> [DIRECTIONS FOR THIS TASK]:
Reproduce the lines below word for word, from the very first one down to and including the line containing "270,58 -> 289,66", and stop there.
____________
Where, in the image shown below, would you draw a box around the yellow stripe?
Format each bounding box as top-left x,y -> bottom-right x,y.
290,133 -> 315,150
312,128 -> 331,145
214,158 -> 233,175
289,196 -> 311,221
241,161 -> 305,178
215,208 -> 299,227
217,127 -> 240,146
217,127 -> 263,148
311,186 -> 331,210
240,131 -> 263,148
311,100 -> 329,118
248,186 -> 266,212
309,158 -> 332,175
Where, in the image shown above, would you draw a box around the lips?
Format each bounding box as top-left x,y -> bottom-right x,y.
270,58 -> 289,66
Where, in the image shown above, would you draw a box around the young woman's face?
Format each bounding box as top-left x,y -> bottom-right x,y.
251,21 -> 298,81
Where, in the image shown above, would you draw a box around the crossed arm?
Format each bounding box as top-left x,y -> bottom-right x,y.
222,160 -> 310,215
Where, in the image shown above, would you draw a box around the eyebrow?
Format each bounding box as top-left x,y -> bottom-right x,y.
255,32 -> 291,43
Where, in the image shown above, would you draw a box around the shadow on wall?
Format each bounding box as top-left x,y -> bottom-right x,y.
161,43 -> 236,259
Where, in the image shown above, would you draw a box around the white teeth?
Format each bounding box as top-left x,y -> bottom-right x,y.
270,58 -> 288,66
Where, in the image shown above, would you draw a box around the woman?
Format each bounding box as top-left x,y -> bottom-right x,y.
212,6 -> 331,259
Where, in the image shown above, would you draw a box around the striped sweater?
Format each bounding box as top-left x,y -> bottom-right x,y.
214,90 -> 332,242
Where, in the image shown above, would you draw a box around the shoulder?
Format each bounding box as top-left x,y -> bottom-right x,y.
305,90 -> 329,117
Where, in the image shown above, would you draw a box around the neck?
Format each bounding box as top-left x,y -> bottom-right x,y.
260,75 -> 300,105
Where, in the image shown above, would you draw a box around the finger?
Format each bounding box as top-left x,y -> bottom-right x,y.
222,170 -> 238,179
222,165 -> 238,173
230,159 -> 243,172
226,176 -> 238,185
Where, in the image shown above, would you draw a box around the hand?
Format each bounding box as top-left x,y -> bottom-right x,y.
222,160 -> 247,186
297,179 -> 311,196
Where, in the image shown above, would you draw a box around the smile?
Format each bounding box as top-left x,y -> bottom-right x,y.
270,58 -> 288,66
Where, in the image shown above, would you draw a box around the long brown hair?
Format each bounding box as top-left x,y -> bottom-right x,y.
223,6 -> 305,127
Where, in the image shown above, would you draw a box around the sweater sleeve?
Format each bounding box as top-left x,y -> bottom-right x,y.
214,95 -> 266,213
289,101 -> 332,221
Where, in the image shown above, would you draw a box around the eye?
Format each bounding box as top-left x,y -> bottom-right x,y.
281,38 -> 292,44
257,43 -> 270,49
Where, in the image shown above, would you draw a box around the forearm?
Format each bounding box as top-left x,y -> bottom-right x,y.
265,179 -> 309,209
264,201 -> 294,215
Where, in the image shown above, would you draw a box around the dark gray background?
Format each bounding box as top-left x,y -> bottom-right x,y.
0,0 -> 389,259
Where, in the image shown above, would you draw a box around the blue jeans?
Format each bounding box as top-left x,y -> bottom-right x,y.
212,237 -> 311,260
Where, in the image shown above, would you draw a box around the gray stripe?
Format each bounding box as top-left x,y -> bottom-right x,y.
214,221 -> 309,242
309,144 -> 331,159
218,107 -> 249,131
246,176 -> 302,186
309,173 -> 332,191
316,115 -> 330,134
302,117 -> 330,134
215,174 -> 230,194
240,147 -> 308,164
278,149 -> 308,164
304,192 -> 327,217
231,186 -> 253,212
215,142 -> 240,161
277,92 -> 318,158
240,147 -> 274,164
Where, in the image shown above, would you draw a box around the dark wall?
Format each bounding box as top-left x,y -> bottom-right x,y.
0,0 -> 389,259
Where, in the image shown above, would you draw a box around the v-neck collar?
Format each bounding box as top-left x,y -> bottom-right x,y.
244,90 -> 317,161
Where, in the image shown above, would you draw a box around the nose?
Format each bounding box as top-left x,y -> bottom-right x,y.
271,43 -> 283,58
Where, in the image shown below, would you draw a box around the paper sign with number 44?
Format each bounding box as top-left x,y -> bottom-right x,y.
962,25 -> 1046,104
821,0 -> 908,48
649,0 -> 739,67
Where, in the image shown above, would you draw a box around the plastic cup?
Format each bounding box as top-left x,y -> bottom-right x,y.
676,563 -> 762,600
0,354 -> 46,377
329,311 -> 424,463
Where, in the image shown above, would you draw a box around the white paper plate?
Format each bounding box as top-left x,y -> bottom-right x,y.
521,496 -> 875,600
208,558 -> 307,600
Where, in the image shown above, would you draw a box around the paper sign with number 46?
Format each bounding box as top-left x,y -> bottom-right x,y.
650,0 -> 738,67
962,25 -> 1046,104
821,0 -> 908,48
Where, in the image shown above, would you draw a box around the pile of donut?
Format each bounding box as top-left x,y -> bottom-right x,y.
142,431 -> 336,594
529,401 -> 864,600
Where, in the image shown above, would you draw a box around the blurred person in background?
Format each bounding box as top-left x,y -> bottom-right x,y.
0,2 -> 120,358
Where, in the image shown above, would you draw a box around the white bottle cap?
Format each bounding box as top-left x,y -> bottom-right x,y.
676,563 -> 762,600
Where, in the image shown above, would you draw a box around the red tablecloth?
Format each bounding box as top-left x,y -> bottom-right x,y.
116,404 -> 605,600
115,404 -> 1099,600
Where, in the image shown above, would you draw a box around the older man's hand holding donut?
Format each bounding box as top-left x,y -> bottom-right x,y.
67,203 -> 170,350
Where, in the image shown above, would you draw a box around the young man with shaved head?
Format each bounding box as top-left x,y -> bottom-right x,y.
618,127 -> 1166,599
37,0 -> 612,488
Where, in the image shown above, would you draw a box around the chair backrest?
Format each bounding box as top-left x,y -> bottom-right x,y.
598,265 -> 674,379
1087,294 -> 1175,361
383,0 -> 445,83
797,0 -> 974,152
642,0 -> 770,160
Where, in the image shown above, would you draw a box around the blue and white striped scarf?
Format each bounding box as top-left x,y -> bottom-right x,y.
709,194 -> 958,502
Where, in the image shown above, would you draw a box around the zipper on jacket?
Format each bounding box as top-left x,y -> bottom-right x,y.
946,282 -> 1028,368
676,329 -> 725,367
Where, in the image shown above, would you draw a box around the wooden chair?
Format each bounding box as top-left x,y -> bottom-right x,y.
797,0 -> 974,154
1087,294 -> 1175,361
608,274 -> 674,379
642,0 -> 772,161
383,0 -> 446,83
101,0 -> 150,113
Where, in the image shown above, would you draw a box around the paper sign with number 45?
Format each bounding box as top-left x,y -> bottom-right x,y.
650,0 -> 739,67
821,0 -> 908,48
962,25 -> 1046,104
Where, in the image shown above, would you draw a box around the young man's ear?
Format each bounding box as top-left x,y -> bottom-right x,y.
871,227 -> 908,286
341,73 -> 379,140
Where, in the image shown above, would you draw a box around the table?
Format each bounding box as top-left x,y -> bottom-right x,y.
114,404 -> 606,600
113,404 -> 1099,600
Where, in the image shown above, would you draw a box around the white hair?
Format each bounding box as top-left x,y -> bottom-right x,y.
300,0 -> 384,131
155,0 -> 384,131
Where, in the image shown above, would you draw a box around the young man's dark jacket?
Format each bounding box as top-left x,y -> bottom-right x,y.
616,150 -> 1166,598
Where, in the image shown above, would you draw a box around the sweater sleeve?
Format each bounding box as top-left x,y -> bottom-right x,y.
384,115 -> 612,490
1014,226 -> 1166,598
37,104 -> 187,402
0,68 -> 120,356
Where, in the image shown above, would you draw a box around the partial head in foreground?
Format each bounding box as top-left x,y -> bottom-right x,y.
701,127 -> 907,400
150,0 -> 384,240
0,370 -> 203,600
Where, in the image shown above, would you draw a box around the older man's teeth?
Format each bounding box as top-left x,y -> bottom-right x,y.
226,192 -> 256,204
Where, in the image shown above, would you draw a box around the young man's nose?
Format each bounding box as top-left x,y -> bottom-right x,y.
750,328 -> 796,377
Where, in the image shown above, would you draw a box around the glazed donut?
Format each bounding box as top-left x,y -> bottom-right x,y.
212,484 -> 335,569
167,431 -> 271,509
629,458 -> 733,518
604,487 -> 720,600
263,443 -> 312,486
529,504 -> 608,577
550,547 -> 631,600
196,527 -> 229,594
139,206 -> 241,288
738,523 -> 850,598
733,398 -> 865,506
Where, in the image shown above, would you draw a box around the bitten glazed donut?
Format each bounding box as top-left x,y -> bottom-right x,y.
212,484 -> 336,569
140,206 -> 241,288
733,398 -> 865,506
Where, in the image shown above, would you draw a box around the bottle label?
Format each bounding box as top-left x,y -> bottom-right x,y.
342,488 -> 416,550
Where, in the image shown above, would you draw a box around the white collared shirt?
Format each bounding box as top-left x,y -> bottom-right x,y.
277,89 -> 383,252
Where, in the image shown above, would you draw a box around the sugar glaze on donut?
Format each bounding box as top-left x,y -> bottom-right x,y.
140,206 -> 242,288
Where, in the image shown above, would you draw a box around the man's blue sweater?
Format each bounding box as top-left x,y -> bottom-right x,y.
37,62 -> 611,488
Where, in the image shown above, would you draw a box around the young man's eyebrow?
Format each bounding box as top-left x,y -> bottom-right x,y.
____________
> [THE RESULT]:
Where, in the image shown below, would you draw a box around the yellow stripe?
Format each bounding box as top-left x,y -> bottom-right x,y.
290,133 -> 315,150
312,128 -> 331,145
214,158 -> 233,175
289,196 -> 311,221
241,161 -> 305,178
215,208 -> 299,227
217,127 -> 240,146
217,127 -> 263,148
311,186 -> 331,210
240,131 -> 263,148
311,100 -> 329,118
248,186 -> 266,212
309,158 -> 332,175
Where, in the image shown above, would you draw a box around the lips?
Format each bounding box as top-left x,y -> bottom-right x,y.
270,58 -> 289,66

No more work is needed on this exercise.